Instruction: Transcribe the passage of the forum thread on holding objects while sleeping, starting at "## Oneironaught" and ending at "one I need.".

Text section:
# Sleep and Dreams > Sleep and Health >  >  Holding Objects While Sleeping

## pokilty

I remember once, when I was a kid, I had a little toy car that I liked to play with. I was so tired that night, I fell asleep with it in my hand without realizing it. The next morning I woke up and searched all around the room for a good few minutes, but it was lost. I decided I'd find it some day and walked out of the room... only to realize I'd still been holding it the whole time!  ::whyme:: 

Has something like this ever happened to someone else?

----------


## Burns

haha, there have been times when I thought I'd misplaced my sunglasses and they were sitting on top of my head the whole time :p Is that what you mean?

----------


## DeadDollKitty

ooh ive done that loads of times.  :smiley:  id be looking for a stuffed animal, and after a half hour of searching, realize i was still holding it... i do that more often than i should.. look for my phone, its in my pocket, look for my purse, its on my arm...

----------


## j-lakey

Maybe your body just adjust's to it being there and when you wake up its just natural for it to be there.(or so your body thinks)
yeah this has happened to me a few times.
when i was about six i used to play with actionmen when it was bed-time.
i'd throw a storm round looking for them when it was in my hand :@ lol  :smiley:

----------


## Oneironaught

> haha, there have been times when I thought I'd misplaced my sunglasses and they were sitting on top of my head the whole time :p Is that what you mean?



That's one I can empathise with. Been there - done that. I've also done the searching for my keys thing, only to find them in my hand already holding out the one I need.

----------


## pokilty

> Maybe your body just adjust's to it being there and when you wake up its just natural for it to be there.(or so your body thinks)



That's what I'm guessing too, it sure is a funny feeling though :p

----------


## wackomacko

yeah i always fall asleep with the remote in my hand. then wake up and its still in my hand

----------

Records shown:

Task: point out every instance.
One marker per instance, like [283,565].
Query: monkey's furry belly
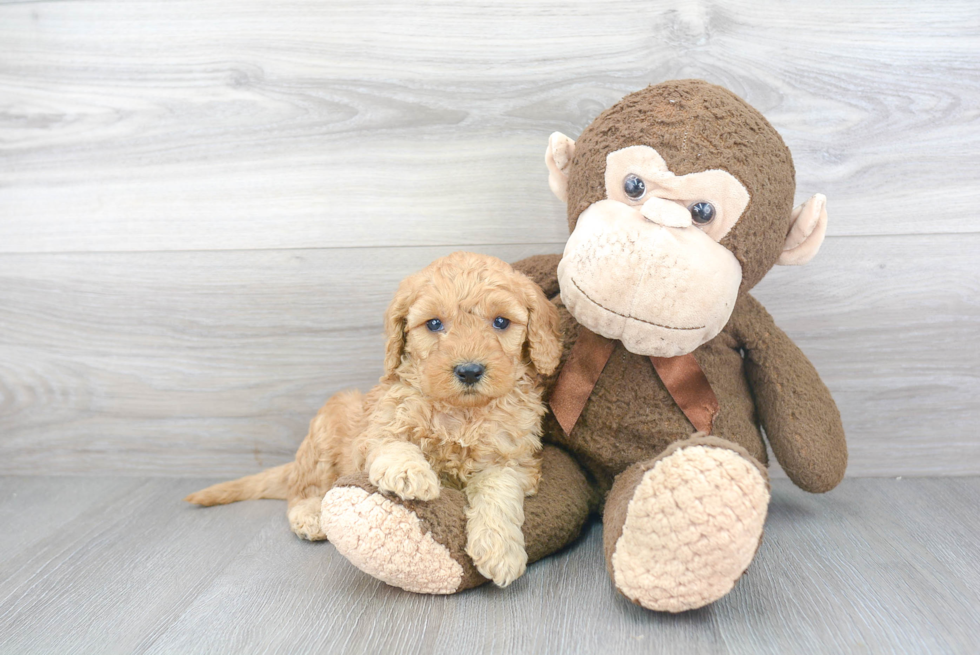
[631,404]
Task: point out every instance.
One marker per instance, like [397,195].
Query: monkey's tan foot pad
[387,540]
[692,527]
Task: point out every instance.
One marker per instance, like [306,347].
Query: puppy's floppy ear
[395,326]
[543,340]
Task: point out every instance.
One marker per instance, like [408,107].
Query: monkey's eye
[702,212]
[634,187]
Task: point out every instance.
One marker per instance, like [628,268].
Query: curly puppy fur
[423,425]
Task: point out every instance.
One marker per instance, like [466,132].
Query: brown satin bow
[682,375]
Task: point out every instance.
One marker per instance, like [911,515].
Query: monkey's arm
[543,270]
[795,407]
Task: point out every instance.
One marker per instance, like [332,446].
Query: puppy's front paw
[304,520]
[497,556]
[408,479]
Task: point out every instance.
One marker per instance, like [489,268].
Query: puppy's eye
[702,212]
[634,187]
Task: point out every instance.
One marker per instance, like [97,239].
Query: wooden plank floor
[121,565]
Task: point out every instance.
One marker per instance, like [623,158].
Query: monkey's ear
[558,157]
[806,232]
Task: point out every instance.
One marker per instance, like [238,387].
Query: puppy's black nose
[469,373]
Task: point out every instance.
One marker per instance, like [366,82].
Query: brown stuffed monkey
[680,199]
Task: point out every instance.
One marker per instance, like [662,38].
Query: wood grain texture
[213,363]
[206,205]
[132,569]
[227,125]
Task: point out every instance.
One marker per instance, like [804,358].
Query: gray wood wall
[205,205]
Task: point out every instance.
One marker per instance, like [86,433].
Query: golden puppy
[459,403]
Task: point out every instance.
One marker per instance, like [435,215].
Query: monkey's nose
[469,373]
[666,212]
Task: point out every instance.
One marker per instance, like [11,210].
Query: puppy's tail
[271,483]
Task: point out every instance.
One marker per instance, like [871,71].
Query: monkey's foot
[412,545]
[692,525]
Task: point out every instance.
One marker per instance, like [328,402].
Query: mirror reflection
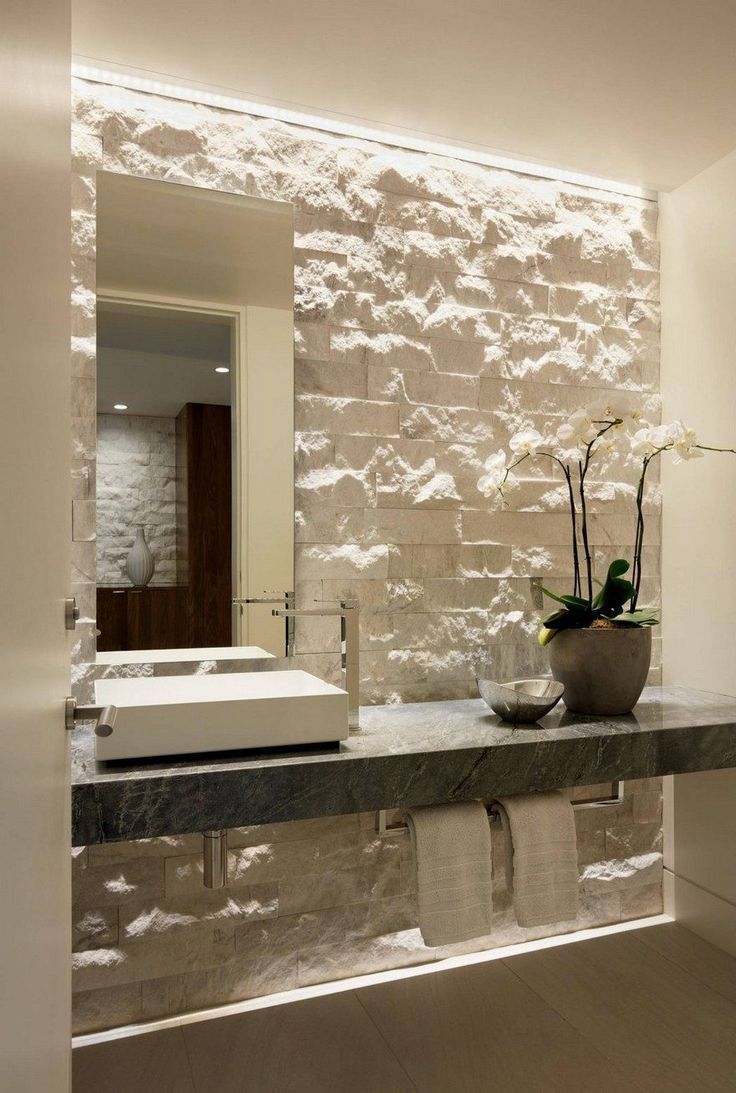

Response to this exercise:
## Oneironaught

> haha, there have been times when I thought I'd misplaced my sunglasses and they were sitting on top of my head the whole time :p Is that what you mean?



That's one I can empathise with. Been there - done that. I've also done the searching for my keys thing, only to find them in my hand already holding out the one I need.